[Stored items]
= = = = = = =
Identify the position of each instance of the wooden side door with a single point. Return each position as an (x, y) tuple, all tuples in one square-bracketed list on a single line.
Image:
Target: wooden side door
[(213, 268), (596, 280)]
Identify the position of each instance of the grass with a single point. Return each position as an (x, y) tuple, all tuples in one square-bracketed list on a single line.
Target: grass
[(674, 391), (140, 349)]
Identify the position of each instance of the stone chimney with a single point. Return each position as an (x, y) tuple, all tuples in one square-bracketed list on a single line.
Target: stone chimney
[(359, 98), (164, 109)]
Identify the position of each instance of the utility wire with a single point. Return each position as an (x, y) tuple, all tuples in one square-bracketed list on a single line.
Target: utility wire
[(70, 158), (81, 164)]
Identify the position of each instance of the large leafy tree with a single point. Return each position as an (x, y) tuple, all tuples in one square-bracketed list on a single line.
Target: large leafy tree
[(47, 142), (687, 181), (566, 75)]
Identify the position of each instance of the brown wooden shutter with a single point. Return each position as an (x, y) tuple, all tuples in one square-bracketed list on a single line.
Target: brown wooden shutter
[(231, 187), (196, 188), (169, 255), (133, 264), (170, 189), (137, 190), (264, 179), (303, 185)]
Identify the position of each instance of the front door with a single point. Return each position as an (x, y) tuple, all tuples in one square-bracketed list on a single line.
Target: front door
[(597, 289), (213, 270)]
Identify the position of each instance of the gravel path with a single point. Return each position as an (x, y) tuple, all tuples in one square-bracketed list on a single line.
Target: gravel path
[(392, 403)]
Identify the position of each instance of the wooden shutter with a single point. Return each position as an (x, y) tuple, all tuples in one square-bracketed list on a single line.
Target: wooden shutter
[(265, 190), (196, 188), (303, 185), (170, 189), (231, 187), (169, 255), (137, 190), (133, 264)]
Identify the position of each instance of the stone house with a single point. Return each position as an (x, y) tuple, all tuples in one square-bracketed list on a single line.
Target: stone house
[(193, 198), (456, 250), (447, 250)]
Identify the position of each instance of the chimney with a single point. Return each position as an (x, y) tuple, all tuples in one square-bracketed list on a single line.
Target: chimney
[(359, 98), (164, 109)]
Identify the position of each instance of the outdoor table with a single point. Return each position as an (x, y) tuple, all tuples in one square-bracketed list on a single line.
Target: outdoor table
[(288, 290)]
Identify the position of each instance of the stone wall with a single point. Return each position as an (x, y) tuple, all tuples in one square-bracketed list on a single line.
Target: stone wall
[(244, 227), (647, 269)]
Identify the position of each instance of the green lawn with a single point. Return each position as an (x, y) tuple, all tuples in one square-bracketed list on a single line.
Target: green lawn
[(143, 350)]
= = = = = = =
**Direction:** Reproduce the listing above word for word, from the first line to the last.

**Answer to the exercise:**
Identify the position of each instance of the wooden side door with a single point. Return each position as an (x, y) tuple, all tuples in one square-bracketed list on a single line.
Image:
Target: wooden side door
[(213, 268), (596, 280)]
Identify the position of each instance of the grass with a single point. Return each position as an (x, y) tuple, all tuples in one square-bracketed list on a single line.
Target: grass
[(674, 391), (140, 349)]
Identify the position of each instance of the stone chimney with a single point. Return each position as an (x, y) tuple, all tuples in one square-bracketed list on a single line.
Target: stone chimney
[(359, 98), (164, 109)]
Identify the position of each instance of the utility wire with a single point. Return each position as an (x, y) tuple, all tuples in one square-bracketed list on a single line.
Target: utility wire
[(70, 158), (81, 164)]
Identify the position of each instance of the large leafy tree with a single point. Return each position as an (x, y) tuple, all tuples in one square-bracketed list on a single line.
Target: large leafy tree
[(47, 142), (687, 181), (566, 75)]
Identify the position of each instance of the brown wooden shutter with a single point. Return each position as an (x, y) tuple, all tuples in one square-bracketed list on a single line.
Target: brown wooden shutter
[(231, 187), (196, 188), (169, 255), (133, 264), (170, 189), (137, 190), (264, 179), (303, 185)]
Identify the position of each instance of the front door with a single point. Return each position as an (x, y) tuple, all tuples in one square-bracketed list on a single line.
Target: front door
[(597, 289), (213, 270)]
Identify the position of each instance of the gravel path with a single point. Return each position as an (x, y) tuple, all tuples in one square-bracketed list on a single line.
Target: gravel path
[(392, 403)]
Identify the position of each instance of the wooden shutter with a single point. Return each position as an (x, y) tuple, all tuples in one square-bracketed list on a single line.
Target: wooden shutter
[(265, 190), (196, 188), (303, 185), (170, 189), (231, 187), (169, 255), (137, 190), (133, 264)]
Identify the position of each instance of the stone house with a single point. Return each position as an (x, y) tuple, all tuples in one square-bracketed list on a single line.
Target: stone house
[(193, 198), (456, 250), (447, 250)]
Identify the position of each instance of the chimney with a single point. Return each position as an (x, y) tuple, all tuples in one square-bracketed list on a single line.
Target: chimney
[(359, 98), (164, 109)]
Identify the position of each instance of the outdoor table with a single point. Return each position as an (x, y) tuple, all tuples in one square-bracketed list on a single line.
Target: outdoor table
[(288, 290)]
Identify the position of each instance of the stone wall with a single point. Return each position as an (x, y) tuple, all tuples in one square-bracketed list on a single line.
Target: stone wall
[(244, 227), (647, 269)]
Identify the position of each instance of the green lawn with a single point. Return each position as an (x, y) tuple, all tuples in one square-bracketed list on a single line.
Target: green lawn
[(143, 350)]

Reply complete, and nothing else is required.